◆ WHAT THE TASK ASKS ◆
Below is some material. Find each line in it that contains the word "near" and copy those lines out.

▼

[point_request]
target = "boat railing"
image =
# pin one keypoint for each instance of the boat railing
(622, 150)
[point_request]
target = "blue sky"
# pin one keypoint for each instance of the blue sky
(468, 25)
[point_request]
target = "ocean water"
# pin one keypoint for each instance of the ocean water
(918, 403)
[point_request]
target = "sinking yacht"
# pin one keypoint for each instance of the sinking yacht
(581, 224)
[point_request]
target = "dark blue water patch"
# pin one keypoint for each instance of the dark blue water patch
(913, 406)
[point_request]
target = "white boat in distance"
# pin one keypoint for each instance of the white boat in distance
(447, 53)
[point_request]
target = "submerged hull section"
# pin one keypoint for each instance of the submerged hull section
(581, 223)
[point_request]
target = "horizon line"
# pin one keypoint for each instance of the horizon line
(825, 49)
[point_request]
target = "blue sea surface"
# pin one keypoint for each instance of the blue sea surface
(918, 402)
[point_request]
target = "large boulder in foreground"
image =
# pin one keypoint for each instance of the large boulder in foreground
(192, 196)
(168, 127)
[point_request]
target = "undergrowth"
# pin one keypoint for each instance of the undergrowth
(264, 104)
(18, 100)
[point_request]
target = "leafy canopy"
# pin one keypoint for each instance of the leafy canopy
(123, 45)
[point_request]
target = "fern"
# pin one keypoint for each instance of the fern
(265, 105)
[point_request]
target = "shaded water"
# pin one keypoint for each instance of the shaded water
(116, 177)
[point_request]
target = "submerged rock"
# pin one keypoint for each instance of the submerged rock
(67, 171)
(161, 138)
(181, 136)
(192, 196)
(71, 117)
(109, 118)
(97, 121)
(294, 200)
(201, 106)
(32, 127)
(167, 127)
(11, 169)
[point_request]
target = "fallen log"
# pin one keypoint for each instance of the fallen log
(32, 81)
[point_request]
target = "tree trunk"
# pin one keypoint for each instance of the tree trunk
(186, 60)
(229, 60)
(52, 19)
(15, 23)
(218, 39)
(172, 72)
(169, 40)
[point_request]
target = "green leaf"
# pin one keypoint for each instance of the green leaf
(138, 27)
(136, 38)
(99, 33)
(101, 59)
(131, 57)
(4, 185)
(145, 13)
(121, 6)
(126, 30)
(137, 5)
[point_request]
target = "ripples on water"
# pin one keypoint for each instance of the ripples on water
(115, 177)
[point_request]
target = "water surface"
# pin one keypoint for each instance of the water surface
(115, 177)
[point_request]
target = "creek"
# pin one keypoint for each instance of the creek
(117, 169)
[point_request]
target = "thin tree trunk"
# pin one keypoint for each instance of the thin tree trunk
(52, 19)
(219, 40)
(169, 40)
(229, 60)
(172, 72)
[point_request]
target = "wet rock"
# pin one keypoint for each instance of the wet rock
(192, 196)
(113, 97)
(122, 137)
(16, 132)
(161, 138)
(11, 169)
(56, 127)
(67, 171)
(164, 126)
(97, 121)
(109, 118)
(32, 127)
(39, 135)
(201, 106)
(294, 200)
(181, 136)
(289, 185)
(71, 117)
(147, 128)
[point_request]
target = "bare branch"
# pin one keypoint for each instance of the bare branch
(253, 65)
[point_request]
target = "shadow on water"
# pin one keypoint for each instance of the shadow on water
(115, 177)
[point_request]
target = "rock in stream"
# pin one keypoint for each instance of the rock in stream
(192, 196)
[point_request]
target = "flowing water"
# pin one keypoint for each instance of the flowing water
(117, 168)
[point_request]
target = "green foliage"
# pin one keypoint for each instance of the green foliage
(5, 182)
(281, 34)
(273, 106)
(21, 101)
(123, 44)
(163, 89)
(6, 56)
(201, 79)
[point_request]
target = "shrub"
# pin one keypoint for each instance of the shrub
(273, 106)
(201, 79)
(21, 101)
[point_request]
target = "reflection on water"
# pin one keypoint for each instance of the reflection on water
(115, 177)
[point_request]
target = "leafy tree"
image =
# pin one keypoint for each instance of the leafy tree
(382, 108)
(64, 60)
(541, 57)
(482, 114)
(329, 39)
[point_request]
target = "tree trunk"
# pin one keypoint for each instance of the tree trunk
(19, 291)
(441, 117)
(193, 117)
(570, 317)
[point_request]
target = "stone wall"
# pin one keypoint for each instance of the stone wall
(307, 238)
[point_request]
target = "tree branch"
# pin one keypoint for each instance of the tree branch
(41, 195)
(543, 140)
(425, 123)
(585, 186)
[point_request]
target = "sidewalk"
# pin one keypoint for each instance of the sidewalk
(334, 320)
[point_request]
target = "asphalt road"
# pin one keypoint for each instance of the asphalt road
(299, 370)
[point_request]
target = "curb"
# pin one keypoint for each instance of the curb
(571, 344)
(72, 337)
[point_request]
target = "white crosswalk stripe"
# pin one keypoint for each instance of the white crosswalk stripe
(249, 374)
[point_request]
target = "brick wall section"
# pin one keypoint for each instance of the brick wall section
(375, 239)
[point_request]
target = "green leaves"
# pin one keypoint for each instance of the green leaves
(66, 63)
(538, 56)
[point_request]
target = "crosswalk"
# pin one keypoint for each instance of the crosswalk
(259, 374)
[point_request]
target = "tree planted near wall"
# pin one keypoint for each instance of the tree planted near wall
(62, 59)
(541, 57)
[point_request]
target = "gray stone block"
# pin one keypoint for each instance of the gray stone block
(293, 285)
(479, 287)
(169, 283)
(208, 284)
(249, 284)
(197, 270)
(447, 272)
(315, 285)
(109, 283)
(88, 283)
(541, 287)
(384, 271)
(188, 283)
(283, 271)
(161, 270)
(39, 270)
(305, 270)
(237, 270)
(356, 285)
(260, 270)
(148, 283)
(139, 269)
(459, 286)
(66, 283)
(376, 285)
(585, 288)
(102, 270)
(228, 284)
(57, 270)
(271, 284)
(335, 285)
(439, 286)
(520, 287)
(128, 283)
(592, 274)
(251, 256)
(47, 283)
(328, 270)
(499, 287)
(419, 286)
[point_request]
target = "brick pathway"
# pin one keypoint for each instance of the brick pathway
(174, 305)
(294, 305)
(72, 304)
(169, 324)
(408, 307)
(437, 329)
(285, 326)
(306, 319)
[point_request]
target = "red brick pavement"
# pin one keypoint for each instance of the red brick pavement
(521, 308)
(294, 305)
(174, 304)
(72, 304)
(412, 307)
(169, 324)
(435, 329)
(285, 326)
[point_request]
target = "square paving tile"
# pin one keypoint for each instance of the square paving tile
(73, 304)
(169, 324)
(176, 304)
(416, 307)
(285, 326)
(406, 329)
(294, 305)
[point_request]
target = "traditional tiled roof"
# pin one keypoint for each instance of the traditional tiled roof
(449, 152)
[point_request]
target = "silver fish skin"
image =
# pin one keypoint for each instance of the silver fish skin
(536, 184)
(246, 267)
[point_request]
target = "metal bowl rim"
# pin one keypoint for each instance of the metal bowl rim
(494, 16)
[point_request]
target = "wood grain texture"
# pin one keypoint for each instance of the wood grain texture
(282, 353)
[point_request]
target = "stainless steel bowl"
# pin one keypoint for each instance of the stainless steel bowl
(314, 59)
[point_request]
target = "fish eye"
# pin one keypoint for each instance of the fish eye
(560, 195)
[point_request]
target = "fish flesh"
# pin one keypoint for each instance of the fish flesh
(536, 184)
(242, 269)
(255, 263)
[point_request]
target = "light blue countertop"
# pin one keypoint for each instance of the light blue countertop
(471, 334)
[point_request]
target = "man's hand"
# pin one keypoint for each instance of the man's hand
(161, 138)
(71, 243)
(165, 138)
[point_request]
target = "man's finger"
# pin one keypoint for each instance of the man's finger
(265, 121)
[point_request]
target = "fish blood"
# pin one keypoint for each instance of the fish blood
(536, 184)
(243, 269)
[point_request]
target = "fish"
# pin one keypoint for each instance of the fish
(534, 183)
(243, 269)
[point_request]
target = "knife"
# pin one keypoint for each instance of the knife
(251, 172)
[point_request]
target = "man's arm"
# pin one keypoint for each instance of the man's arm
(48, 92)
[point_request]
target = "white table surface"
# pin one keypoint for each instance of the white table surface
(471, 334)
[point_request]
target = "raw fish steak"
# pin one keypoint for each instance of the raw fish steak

▲

◆ RESPONSE FOR THIS EXERCISE ◆
target = "tree planted near wall"
# pin one keypoint for each instance of the tree planted near wall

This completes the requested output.